Take the material and output all of it exactly.

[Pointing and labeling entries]
============================================================

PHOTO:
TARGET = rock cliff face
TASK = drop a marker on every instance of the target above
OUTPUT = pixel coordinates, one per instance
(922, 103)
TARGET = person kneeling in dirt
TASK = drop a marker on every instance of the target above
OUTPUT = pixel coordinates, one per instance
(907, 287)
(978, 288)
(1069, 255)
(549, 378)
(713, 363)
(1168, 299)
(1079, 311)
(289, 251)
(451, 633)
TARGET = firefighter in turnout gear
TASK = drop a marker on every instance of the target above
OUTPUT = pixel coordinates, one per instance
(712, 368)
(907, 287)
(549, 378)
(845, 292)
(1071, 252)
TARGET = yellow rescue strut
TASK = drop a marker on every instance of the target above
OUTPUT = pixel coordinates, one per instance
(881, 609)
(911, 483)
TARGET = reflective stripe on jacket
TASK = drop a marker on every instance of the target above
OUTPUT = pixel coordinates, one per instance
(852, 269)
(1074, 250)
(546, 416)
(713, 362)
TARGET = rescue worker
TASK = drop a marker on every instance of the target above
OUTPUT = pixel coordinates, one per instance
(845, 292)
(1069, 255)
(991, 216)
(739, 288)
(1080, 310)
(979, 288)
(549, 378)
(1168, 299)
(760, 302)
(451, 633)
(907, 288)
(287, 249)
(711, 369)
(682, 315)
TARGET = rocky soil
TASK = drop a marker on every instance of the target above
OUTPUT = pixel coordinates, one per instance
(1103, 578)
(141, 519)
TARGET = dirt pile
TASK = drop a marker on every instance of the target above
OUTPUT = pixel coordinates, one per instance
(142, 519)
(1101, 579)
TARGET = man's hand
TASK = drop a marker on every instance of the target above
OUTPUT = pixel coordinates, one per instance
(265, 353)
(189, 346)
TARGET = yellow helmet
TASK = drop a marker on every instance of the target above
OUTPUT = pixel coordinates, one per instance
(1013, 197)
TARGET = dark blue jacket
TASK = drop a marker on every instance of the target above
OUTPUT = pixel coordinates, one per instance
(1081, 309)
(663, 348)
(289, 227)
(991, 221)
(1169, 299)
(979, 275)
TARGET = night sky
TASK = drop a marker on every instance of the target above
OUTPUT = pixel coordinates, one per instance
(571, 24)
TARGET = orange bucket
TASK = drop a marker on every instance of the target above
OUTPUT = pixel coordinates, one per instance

============================================================

▸ TASK SOLUTION
PHOTO:
TARGET = rock cliff face
TASK = drop a marker on every instance of the target above
OUTPUT = pixel coordinates, one per instance
(922, 103)
TARGET = person kneeling in dirt
TASK = drop a marker on every instance of the target above
OUTPUT = pixel coordinates, one per instance
(907, 287)
(978, 288)
(1069, 255)
(549, 378)
(713, 363)
(1168, 299)
(1079, 311)
(289, 251)
(451, 633)
TARGET = firefighter in turnout gear
TASK = drop a marker on every instance of the target above
OUTPUT = pixel coordinates, one per instance
(712, 368)
(907, 287)
(549, 378)
(845, 292)
(1071, 252)
TARGET = yellow rescue strut
TASK = drop a marker on every instance of the target above
OUTPUT = pixel coordinates, one per instance
(881, 609)
(911, 483)
TARGET = reflective stripe on jacket
TASK = drop a marker on every instance of the target above
OUTPUT = pixel coordinates, one per instance
(852, 269)
(1074, 250)
(546, 416)
(713, 362)
TARGET = rescue worker
TASK = drop a marker on every instance of the target above
OUTPUT = pixel coordinates, one per instance
(845, 292)
(1069, 255)
(991, 216)
(739, 288)
(1080, 310)
(979, 288)
(549, 378)
(1168, 299)
(760, 302)
(451, 633)
(907, 288)
(287, 249)
(711, 369)
(682, 315)
TARGET = rocky soil
TASK = drop a marker on every instance of the target above
OUTPUT = pixel coordinates, one per instance
(1103, 578)
(141, 519)
TARGET = dirt pile
TASK = drop a marker on every instance of the target above
OUTPUT = pixel coordinates, one per instance
(142, 519)
(1101, 579)
TARGET = man's hand
TASK = drop a marker on every instance of the target above
OUTPUT = pixel coordinates, one per instance
(265, 353)
(189, 346)
TARGET = yellow helmet
TASK = drop a marker on every instance of the target above
OUTPUT = pixel coordinates, one per instance
(1013, 197)
TARGET = dark blue jacket
TASK = drop a marker on every instance of the target above
OUTPUT = pixel coordinates, one per instance
(1081, 309)
(663, 348)
(289, 227)
(991, 221)
(1169, 299)
(979, 275)
TARGET = night sky
TASK = drop a marker on every instance of the target above
OUTPUT = pixel coordinates, one per instance
(571, 24)
TARGET = orange bucket
TASK = drop a marker on every instance of the target above
OUTPUT = pixel coordinates, one per instance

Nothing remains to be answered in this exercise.